Bright fluorescent lights mirrored off taxies which looked like a Zamboni took a lap over their exteriors. People saluted and kissed each other goodbye with the middle finger. The scent of dirty water hotdogs filled my nostrils, and street meat built an extra layer of fat on my stomach. I was in New York to visit family — and I may have changed, but nothing here did. I was OK with that… until I met Duke*.

Before I departed from concrete heroin zombies to be greeted by meth head beach bunnies coming down from benders; I took my brother and his girlfriend out for drinks as a form of gratitude for letting me crash in their guest room for two weeks.

What I thought would be a quick round due to the lush gene skipping over my older, more put together sibling, left us lapping up the last sips of our overpriced hipster cocktails as if we were dehydrated dogs rescued from a locked car with the windows up. (Those people should burn in hell.) Tears fell from our eyes as we laughed uncontrollably — a drastic change from the previous time we saw each other cry — five years ago when my father passed away.

We called it a night after I drunkenly slid the pen across the receipt paper, displaying my cell phone number for the gentleman who left me in this inebriated state. I did so with the greatest of ease, keeping it discreet from my brother because no matter how old I am, I’ll always be the asexual baby sister.

Duke* texted me the following morning with an extended invitation back to the bar, and my superficial self-surrendered. He had dark hair, even darker eyes and my favorite, tattoos dressing up half an arm sleeve. His pants were probably tighter than mine, but I couldn’t help to think of every possible way I could transport him back to Hawaii. I wanted tall, dark and handsome to be the new coffee roast at my local coffee shop.

We agreed that we would meet up Thursday night in Manhattan. Thursday came, but my date never showed up. “I just woke up. “It was so bad, but let ’s meet up tonight. I get out of work by midnight. Or, let’s meet up Saturday, I’m off.”

When one asshole isn’t enough, it get’s messy. Picture courtesy of. The Farsighted

Island life climates vary but passing around sexual conquests like a game of Hot Potato remains the same MO as my instructor was able to offer the 411 about his disappearing acts. “He takes a shit ton of Adderall. He had orange residue around his mouth the last time I was at the bar. He eats them like candy.” It got “better.” “He’s obsessed with my friend Lindsay. Land last week he was trying to hitch a ride from two of his customers so he could meet up with her.”

Even though this would have only been a temporary fix for neglected sexual appetite; I was disappointed that I didn’t have a chance to “act my age” and retaliate. Once my brain relased the effects of a drug known as Are We Really Surprised?℞ I evidently diagnosed myself with If I’m single, I’m on a Never-ending Episode of The Bachelor. I’m an option until the other party runs out of contestants and roses.

*names have been changed because I’m not an asshole.

Required action: Repeat word for word the part of the New York dating story above from "We called it" up to and including "local coffee shop.".

Data supplied:

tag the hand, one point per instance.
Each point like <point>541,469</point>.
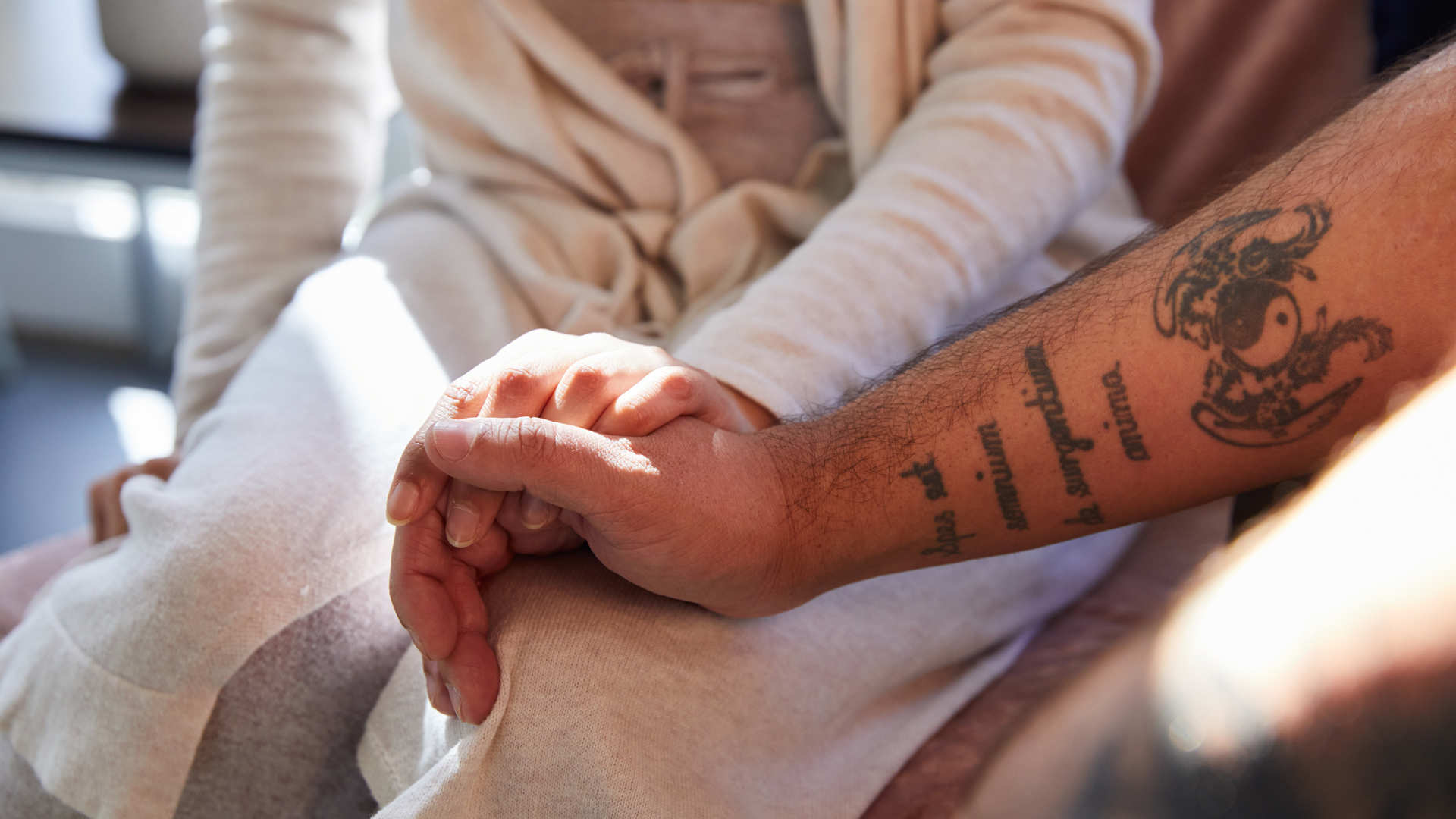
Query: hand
<point>592,381</point>
<point>104,496</point>
<point>689,512</point>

Response below:
We called it a night after I drunkenly slid the pen across the receipt paper, displaying my cell phone number for the gentleman who left me in this inebriated state. I did so with the greatest of ease, keeping it discreet from my brother because no matter how old I am, I’ll always be the asexual baby sister.

Duke* texted me the following morning with an extended invitation back to the bar, and my superficial self-surrendered. He had dark hair, even darker eyes and my favorite, tattoos dressing up half an arm sleeve. His pants were probably tighter than mine, but I couldn’t help to think of every possible way I could transport him back to Hawaii. I wanted tall, dark and handsome to be the new coffee roast at my local coffee shop.